◆ Task instructions
Render the data below as a numbered list, skipping any blank lines and leaving out the pictures.

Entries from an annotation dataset
+-------+
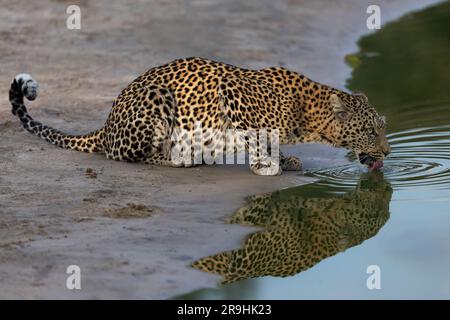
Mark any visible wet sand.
[0,0,442,299]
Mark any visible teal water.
[178,2,450,299]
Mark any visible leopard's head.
[330,93,391,169]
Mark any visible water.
[178,2,450,299]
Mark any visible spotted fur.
[9,58,389,174]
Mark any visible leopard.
[9,57,390,175]
[191,171,393,284]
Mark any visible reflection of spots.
[104,203,156,219]
[193,175,392,282]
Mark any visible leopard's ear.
[330,93,351,121]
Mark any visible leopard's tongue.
[369,160,383,171]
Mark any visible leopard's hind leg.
[106,85,175,166]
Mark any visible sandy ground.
[0,0,442,299]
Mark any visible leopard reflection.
[193,172,392,283]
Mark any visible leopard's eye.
[366,128,376,139]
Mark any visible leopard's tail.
[9,73,104,152]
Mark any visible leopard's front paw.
[281,156,303,171]
[250,160,282,176]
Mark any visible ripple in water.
[309,126,450,199]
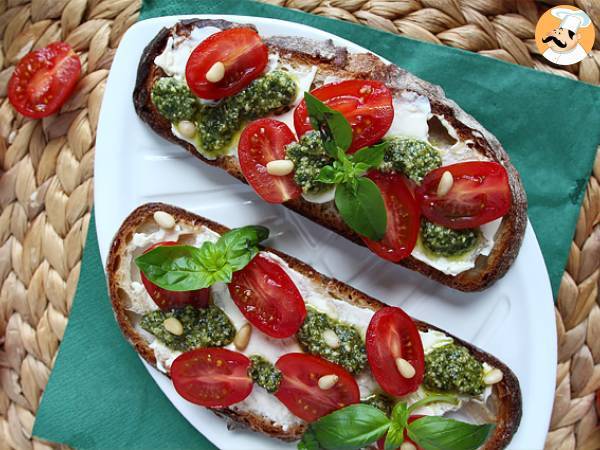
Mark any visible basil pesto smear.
[248,355,282,394]
[140,305,235,352]
[380,137,442,184]
[421,219,480,256]
[285,131,333,194]
[423,343,485,395]
[152,70,298,154]
[296,306,367,373]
+-------+
◆ Correct response
1. Mark any visible wet sand.
2. [0,0,442,299]
3. Mark any visible teal water.
4. [178,2,450,299]
5. Mark any visible leopard's head.
6. [330,93,391,169]
7. Mark any visible water.
8. [178,2,450,299]
9. Mark any visible spotted fur.
10. [9,58,389,174]
11. Mark any visible leopard.
12. [9,57,390,175]
13. [191,171,393,284]
14. Mark any visible reflection of spots.
15. [104,203,156,219]
16. [193,175,392,282]
17. Mark any visible leopard's ear.
18. [330,93,351,121]
19. Mark any visible leopard's tongue.
20. [369,160,383,171]
21. Mark any visible leopard's hind leg.
22. [106,85,175,166]
23. Mark any visible sandy ground.
24. [0,0,442,299]
25. Mark any visible leopard reflection.
26. [193,172,392,283]
27. Mark any visible leopard's eye.
28. [366,128,376,139]
29. Mark any visible leopard's tail.
30. [9,73,104,152]
31. Mark any visible leopard's front paw.
32. [281,156,303,171]
33. [250,160,282,176]
34. Mark any visible ripple in water.
35. [309,126,450,199]
36. Mark any visible basil pesto smear.
37. [248,355,282,394]
38. [140,305,235,352]
39. [380,137,442,184]
40. [421,219,480,256]
41. [285,131,333,194]
42. [423,343,485,395]
43. [152,70,298,154]
44. [296,306,367,373]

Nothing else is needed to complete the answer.